-- start of Dataset --

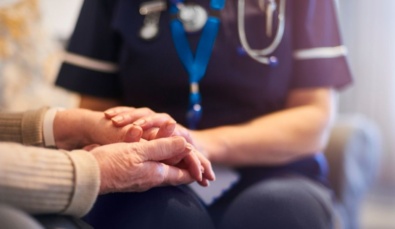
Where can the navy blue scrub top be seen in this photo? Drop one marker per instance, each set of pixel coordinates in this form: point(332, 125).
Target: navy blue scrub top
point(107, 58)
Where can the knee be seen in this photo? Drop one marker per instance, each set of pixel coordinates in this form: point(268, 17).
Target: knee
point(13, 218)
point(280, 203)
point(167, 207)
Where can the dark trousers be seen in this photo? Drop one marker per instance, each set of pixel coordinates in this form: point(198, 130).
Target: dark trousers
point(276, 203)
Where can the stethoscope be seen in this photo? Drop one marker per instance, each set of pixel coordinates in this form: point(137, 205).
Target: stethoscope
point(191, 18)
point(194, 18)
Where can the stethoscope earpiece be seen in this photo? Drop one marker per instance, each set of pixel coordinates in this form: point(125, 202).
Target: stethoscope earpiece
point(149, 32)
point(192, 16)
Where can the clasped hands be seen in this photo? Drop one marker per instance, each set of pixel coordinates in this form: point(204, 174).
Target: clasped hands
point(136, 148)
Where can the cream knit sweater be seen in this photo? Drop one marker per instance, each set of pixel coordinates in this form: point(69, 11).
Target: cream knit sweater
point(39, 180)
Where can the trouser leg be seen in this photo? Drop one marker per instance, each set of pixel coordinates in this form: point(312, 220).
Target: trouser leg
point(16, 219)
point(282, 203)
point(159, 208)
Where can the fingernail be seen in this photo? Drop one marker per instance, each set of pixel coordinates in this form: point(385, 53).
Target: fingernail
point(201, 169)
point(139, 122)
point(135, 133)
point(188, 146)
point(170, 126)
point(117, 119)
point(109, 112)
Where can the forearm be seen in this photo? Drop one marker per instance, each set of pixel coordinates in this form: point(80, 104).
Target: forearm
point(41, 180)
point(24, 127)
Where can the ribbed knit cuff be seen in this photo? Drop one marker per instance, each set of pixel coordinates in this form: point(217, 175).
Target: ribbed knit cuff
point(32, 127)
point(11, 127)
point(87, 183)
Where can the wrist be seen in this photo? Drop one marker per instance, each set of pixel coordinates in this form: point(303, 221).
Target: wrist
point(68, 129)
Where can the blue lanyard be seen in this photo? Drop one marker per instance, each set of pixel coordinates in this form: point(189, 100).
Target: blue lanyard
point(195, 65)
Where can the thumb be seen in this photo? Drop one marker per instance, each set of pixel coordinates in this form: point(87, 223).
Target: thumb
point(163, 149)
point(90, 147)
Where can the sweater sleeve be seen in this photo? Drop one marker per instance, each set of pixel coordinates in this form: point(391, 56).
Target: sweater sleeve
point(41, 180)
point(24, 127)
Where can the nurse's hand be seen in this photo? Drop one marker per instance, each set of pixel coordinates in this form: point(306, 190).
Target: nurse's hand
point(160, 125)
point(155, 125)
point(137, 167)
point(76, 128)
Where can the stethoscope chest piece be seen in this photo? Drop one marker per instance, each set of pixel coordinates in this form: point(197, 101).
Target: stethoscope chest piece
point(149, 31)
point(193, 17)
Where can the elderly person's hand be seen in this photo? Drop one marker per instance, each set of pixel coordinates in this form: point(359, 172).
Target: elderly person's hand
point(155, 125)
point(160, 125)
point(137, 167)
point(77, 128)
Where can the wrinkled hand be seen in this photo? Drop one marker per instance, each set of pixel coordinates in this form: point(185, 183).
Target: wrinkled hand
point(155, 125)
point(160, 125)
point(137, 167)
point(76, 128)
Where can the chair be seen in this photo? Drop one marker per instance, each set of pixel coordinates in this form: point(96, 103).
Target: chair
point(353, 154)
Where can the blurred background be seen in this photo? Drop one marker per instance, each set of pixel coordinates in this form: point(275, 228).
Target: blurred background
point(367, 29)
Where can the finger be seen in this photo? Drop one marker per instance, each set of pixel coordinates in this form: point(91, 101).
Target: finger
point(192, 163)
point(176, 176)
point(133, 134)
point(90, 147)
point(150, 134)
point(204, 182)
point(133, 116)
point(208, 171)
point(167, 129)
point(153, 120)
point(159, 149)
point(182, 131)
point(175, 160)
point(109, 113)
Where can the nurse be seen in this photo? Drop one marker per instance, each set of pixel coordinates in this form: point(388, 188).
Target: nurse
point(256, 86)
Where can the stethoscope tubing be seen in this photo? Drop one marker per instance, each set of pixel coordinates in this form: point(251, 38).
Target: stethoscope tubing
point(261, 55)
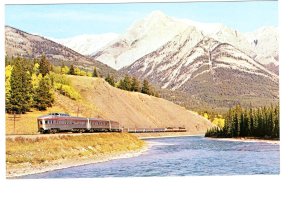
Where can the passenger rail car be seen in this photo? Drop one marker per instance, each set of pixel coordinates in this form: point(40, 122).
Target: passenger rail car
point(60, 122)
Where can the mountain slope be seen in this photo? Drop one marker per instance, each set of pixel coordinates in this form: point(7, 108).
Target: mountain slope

-- end of Dataset --

Problem: Rewrite every one of the records above with "Drop one marker per instance" replaced by "Place a single marker on each instance" and everything else left unchanged. Leave the pictures out of your answer.

Solution:
Where can the navy blue scrub top be seen in this photo? Place a single marker on each instance, each set of pixel coordinates in this form: point(332, 125).
Target: navy blue scrub top
point(107, 58)
Where can the knee be seen in this photo? Place a single marker on each instance, each set of pixel coordinates in this form: point(268, 17).
Target: knee
point(13, 218)
point(280, 203)
point(167, 207)
Where can the dark trousers be seen in this photo? Place a single marker on each instance, each set of pixel coordinates in this form: point(198, 130).
Target: dark trousers
point(276, 203)
Where can the stethoscope be seen in this photo? Place a single marker on each instance, each set of pixel coordinates in this form: point(137, 205).
Target: stethoscope
point(191, 18)
point(194, 18)
Where can the stethoscope earpiece be seen in this photo? Place a single marker on each instance, each set of pixel coordinates in this form: point(125, 202).
Target: stethoscope earpiece
point(149, 32)
point(192, 16)
Where can the clasped hands be seen in this photo? Place a single marker on each instance, each set of pixel coordinates in this form: point(204, 174).
Target: clasped hands
point(136, 148)
Where can the cream knit sweater be seen in this photo? Place a single marker on each instance, each set of pixel coordinates in this form: point(69, 11).
Target: cream knit sweater
point(39, 180)
Where can the trouser leg be seen in this photo? Place a single marker on each instance, each set of pixel coordinates in this form: point(312, 220).
Target: trouser leg
point(16, 219)
point(282, 203)
point(159, 208)
Where can the fingernail be seen in this photo? Place a single marker on each instance, each set of pixel coordinates in this form: point(385, 53).
Target: fingernail
point(201, 169)
point(139, 122)
point(135, 133)
point(188, 146)
point(170, 126)
point(117, 119)
point(109, 112)
Where can the forearm be seen in this photo? Place a single marker on each instance, each set of pixel coordinates in this form: point(80, 104).
Target: forearm
point(41, 180)
point(24, 127)
Where can the ribbed knit cuff be seen in this photo? Place a single marker on each instance, each set of pixel coordinates in this form: point(217, 175).
Target: ribbed knit cuff
point(32, 127)
point(11, 127)
point(87, 183)
Where can the wrist be seen in this photo? Place a single marker on each instance, each set of pixel coordinates in this form: point(303, 221).
Target: wrist
point(68, 129)
Where can the blue lanyard be seen in this photo? Place a single marker on each instance, each set of pixel coordinates in this form: point(189, 100).
Target: blue lanyard
point(195, 65)
Where can the thumb be seen in this photo? Place a single marker on each instance, each set of pixel coordinates in this form: point(87, 223).
Target: thumb
point(163, 149)
point(90, 147)
Where can the sweater sleeve be seen in this photo? Place a single marker on each instance, each set of pixel coordinates in this form: point(391, 56).
Target: sweater sleeve
point(41, 180)
point(24, 127)
Where can the nurse's hand be seen in this photo? Place a single marker on each instance, each set of pixel coordinates in this form: point(306, 190).
Target: nurse's hand
point(160, 125)
point(155, 125)
point(137, 167)
point(76, 128)
Where can the stethoscope chest piece be seen in this photo? Place a single marker on each instance, each set of pixel coordinates in this form: point(197, 101).
Target: stethoscope chest piece
point(149, 31)
point(193, 17)
Where can the elderly person's hand be seen in this photo? Place a single marker on each instance, each set of pixel coordinates in this form: point(359, 172).
Target: elderly person's hand
point(155, 125)
point(160, 125)
point(137, 167)
point(77, 128)
Where can the wrinkled hand be seen in this photo? Place a single marker on each instance, each set of pixel coordinates in this form: point(185, 183).
Target: wrinkled hand
point(155, 125)
point(160, 125)
point(137, 167)
point(76, 128)
Where can the chair be seen in this photo? Place a single marker on each instance, each set of pixel coordinates in this form: point(96, 103).
Target: chair
point(353, 154)
Where can the blurred background be seen in this photo? Place a single marker on each instance, each set of pixel coordinates in this form: point(275, 228).
Target: blurred background
point(367, 29)
Where can the finger be seen in this photo? Place a single marker on each instance, each set of pixel coordinates in this form: point(91, 101).
Target: finger
point(192, 163)
point(176, 176)
point(133, 134)
point(90, 147)
point(150, 134)
point(204, 182)
point(133, 116)
point(208, 171)
point(167, 129)
point(153, 120)
point(159, 149)
point(182, 131)
point(175, 160)
point(109, 113)
Where can the nurse be seen in this photo? Place a single marker on each instance, each set of pixel coordinates in this form: point(388, 188).
Target: nurse
point(256, 86)
Where can the stethoscope tubing be seen in this photo? Place a single marker on each instance, each set of pixel coordinates in this form: point(251, 38).
Target: stethoscope tubing
point(261, 55)
Where can the passenger rail car be seen in this photo? Place a single marker on each instance, each set of pixel coordinates in this form: point(40, 122).
Target: passenger rail car
point(60, 122)
Where can the mountain slope be seen in this photo? Place a single marker on each instance, each set of pixel coordinates in this form: point(7, 108).
Target: mountain slope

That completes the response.